§ **Directions for this task**: Return the items word for word, starting with the line with "Target: sky" and going on through the last line of the items, leaving out the pictures.

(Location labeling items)

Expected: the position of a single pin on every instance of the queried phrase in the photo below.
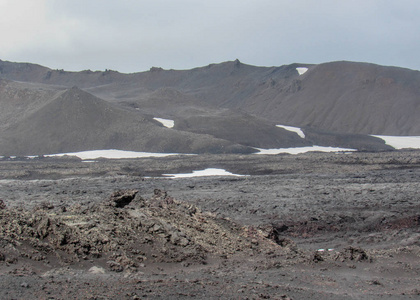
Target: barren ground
(66, 234)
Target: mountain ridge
(337, 103)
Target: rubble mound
(123, 233)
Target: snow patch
(301, 70)
(113, 154)
(401, 142)
(206, 172)
(299, 150)
(166, 122)
(294, 129)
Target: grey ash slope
(337, 104)
(346, 97)
(76, 121)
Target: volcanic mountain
(226, 107)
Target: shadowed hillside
(226, 107)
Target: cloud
(133, 35)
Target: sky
(135, 35)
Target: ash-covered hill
(74, 120)
(344, 97)
(227, 107)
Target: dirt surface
(310, 226)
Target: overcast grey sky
(134, 35)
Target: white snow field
(294, 129)
(113, 154)
(301, 70)
(166, 122)
(206, 172)
(299, 150)
(401, 142)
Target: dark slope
(76, 120)
(342, 97)
(346, 97)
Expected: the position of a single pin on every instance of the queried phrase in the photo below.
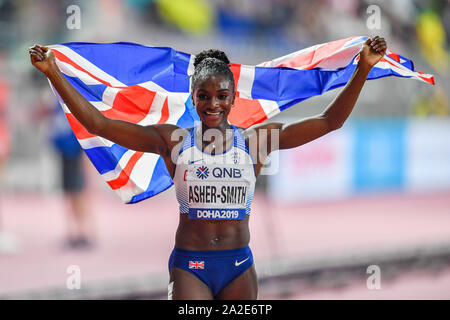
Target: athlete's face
(213, 99)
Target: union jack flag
(151, 85)
(196, 264)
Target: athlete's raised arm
(154, 138)
(298, 133)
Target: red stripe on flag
(164, 112)
(131, 104)
(246, 112)
(77, 128)
(310, 59)
(236, 69)
(124, 176)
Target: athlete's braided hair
(211, 62)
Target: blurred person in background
(8, 242)
(79, 220)
(79, 216)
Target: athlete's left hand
(372, 51)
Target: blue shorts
(215, 268)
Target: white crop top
(215, 186)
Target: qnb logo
(203, 172)
(227, 172)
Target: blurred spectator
(8, 242)
(80, 232)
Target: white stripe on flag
(71, 71)
(177, 106)
(245, 82)
(154, 113)
(270, 107)
(87, 65)
(95, 142)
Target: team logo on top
(235, 157)
(202, 172)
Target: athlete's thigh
(186, 286)
(244, 287)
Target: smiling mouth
(218, 113)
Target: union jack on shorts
(196, 264)
(151, 85)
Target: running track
(136, 240)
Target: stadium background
(374, 193)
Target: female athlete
(214, 178)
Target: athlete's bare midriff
(208, 235)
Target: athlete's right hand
(42, 58)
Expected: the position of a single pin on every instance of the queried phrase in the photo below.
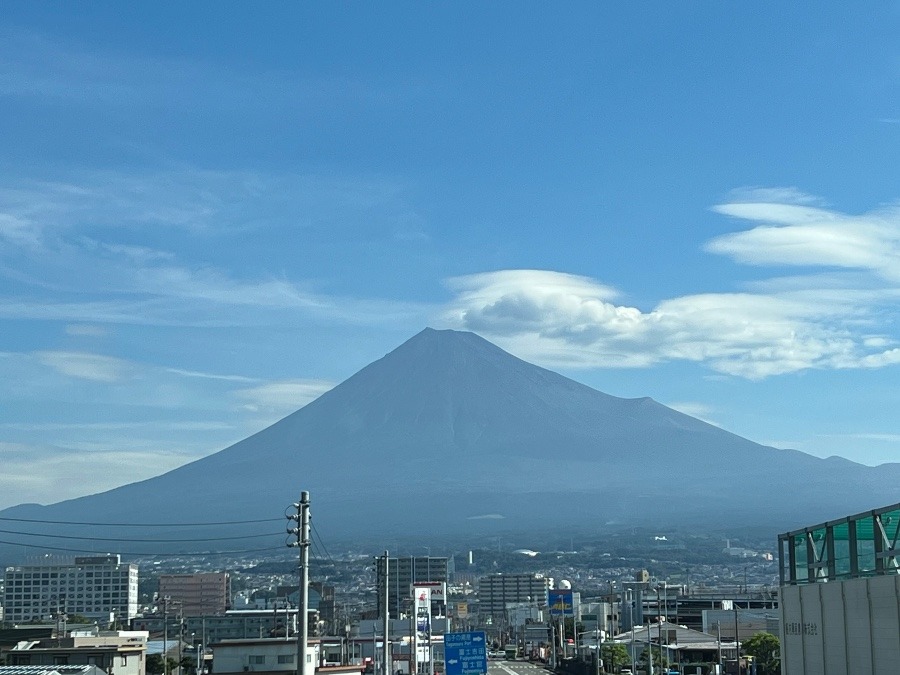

§ **Correct result**:
Target: sky
(135, 35)
Target: ash-covered hill
(74, 120)
(344, 97)
(227, 107)
Target: dirt surface
(310, 226)
Target: overcast grey sky
(134, 35)
Target: white snow field
(294, 129)
(113, 154)
(301, 70)
(166, 122)
(206, 172)
(299, 150)
(401, 142)
Target: dark slope
(76, 120)
(342, 97)
(346, 97)
Expected: the position of a single pin on every instance of the queried phrase in the photo below.
Target: athlete's face
(213, 99)
Target: union jack flag
(151, 85)
(196, 264)
Target: athlete's raised arm
(154, 138)
(298, 133)
Target: red stripe on flag
(164, 112)
(131, 104)
(246, 112)
(77, 128)
(310, 59)
(236, 69)
(124, 176)
Target: athlete's braided hair
(211, 62)
Target: blurred person in background
(8, 242)
(79, 220)
(79, 216)
Target: athlete's left hand
(372, 51)
Target: blue shorts
(215, 268)
Target: white crop top
(215, 186)
Target: qnb logo
(203, 172)
(227, 172)
Target: blurred spectator
(8, 242)
(80, 232)
Target: white stripe on flag
(71, 71)
(177, 106)
(245, 82)
(154, 113)
(270, 107)
(87, 65)
(95, 142)
Target: team logo on top
(235, 157)
(202, 172)
Target: athlete's thigh
(186, 286)
(244, 287)
Target: smiling mouth
(218, 113)
Target: union jack on shorts
(196, 264)
(151, 85)
Target: running track
(136, 240)
Target: stadium background
(374, 193)
Target: female athlete
(214, 178)
Target: athlete's bare midriff
(208, 235)
Target: athlete's right hand
(42, 58)
Expected: the position of a single pin on every instance of the queried phrase in the photo below.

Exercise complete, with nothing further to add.